◆ Task instructions ◆
In full and without edits, write out the data that follows.
BEGIN
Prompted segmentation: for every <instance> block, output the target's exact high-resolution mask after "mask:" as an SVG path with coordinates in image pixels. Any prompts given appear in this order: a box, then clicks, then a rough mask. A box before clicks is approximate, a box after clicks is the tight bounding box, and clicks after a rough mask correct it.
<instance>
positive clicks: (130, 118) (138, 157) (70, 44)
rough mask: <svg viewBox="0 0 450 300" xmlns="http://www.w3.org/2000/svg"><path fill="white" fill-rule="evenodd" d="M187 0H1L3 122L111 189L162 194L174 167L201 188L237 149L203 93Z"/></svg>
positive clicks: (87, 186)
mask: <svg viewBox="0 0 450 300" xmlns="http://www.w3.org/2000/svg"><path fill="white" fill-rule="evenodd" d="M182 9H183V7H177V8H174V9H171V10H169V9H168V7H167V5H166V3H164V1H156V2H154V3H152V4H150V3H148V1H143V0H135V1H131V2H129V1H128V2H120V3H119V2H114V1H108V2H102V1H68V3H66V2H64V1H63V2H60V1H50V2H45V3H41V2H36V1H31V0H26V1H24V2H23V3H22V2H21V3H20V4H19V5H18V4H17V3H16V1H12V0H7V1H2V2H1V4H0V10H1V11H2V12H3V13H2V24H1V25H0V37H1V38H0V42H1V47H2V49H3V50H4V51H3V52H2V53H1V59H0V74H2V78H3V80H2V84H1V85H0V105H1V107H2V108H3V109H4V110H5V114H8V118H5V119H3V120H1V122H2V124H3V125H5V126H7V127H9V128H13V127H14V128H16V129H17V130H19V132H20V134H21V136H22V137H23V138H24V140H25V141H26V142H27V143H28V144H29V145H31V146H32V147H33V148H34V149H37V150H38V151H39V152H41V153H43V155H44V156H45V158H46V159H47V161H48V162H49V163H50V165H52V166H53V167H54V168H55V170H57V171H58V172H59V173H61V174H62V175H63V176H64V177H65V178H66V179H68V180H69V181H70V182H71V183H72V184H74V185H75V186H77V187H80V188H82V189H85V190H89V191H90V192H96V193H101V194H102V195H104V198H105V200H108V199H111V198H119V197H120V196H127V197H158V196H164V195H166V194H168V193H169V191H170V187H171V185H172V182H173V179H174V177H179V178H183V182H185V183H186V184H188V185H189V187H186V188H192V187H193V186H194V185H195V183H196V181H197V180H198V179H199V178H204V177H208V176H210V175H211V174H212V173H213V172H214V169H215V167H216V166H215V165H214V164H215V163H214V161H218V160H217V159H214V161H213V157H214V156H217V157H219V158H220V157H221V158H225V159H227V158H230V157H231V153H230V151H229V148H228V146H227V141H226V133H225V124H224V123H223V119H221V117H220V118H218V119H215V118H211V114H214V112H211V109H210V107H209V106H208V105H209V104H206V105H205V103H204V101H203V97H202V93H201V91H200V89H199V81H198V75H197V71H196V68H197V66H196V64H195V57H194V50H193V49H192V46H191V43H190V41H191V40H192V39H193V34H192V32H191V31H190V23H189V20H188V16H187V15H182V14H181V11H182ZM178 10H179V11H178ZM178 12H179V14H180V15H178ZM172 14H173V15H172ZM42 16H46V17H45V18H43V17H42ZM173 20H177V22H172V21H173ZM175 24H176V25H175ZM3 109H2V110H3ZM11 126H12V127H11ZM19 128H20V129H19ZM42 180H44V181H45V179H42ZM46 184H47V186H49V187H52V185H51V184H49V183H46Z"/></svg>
END
◆ Response to the task ◆
Prompted segmentation: for every <instance> block, output the target's exact high-resolution mask after "mask:" as an SVG path with coordinates in image pixels. Any prompts given appear in this order: a box, then clicks, then a rough mask. A box before clicks is approximate, a box after clicks is the tight bounding box, and clicks after a rough mask correct it.
<instance>
positive clicks: (130, 118) (138, 157) (70, 44)
rough mask: <svg viewBox="0 0 450 300" xmlns="http://www.w3.org/2000/svg"><path fill="white" fill-rule="evenodd" d="M187 0H1L3 122L111 189L162 194L174 167L201 188L237 149L203 93Z"/></svg>
positive clicks: (87, 186)
mask: <svg viewBox="0 0 450 300" xmlns="http://www.w3.org/2000/svg"><path fill="white" fill-rule="evenodd" d="M182 9H183V7H177V8H174V9H171V10H169V9H168V7H167V5H166V3H164V1H156V2H154V3H152V4H150V3H148V1H143V0H135V1H131V2H129V1H128V2H120V3H119V2H114V1H108V2H102V1H68V3H66V2H64V1H63V2H60V1H50V2H45V3H41V2H36V1H31V0H26V1H24V2H23V3H22V2H21V3H20V4H19V5H18V4H17V3H16V1H12V0H7V1H2V2H1V4H0V10H1V11H2V12H3V13H2V24H1V25H0V37H1V38H0V42H1V47H2V49H3V50H4V51H3V52H2V53H1V59H0V74H2V78H3V80H2V84H1V85H0V105H1V107H2V108H3V109H4V110H5V114H8V118H5V119H3V120H1V122H2V124H3V125H5V126H7V127H9V128H13V127H14V128H16V129H17V130H19V132H20V134H21V136H22V137H23V138H24V140H25V141H26V142H27V143H28V144H29V145H31V146H32V147H33V148H34V149H37V150H38V151H39V152H41V153H43V155H44V156H45V158H46V159H47V161H48V162H49V163H50V165H52V166H53V167H54V168H55V170H57V171H58V172H59V173H61V174H62V175H63V176H64V177H65V178H66V179H68V180H69V181H70V182H71V183H72V184H74V185H75V186H77V187H80V188H82V189H85V190H89V191H90V192H96V193H101V194H102V195H104V198H105V200H108V199H111V198H119V197H120V196H127V197H158V196H164V195H166V194H168V193H169V191H170V187H171V185H172V182H173V179H174V177H179V178H183V182H185V183H186V184H188V185H189V187H186V188H192V187H193V186H194V185H195V183H196V181H197V180H198V179H199V178H204V177H208V176H210V175H211V174H212V173H213V172H214V169H215V167H216V166H215V165H214V164H215V163H214V161H218V160H217V159H214V161H213V157H214V156H217V157H219V158H220V157H221V158H225V159H227V158H230V157H231V153H230V151H229V148H228V146H227V141H226V133H225V124H224V123H223V119H221V117H220V118H218V119H215V118H211V114H214V112H211V109H210V107H209V106H208V105H209V104H206V105H205V103H204V101H203V97H202V93H201V91H200V89H199V81H198V75H197V71H196V68H197V66H196V64H195V57H194V50H193V49H192V46H191V43H190V41H191V40H192V39H193V34H192V32H191V31H190V23H189V20H188V16H187V15H182V14H181V11H182ZM178 10H179V11H178ZM178 12H179V14H180V15H178ZM172 14H173V15H172ZM42 16H46V17H45V18H43V17H42ZM173 20H177V22H172V21H173ZM175 24H176V25H175ZM3 109H2V110H3ZM11 126H12V127H11ZM19 128H20V129H19ZM42 180H44V181H45V179H42ZM46 184H47V186H49V187H52V185H51V184H49V183H46Z"/></svg>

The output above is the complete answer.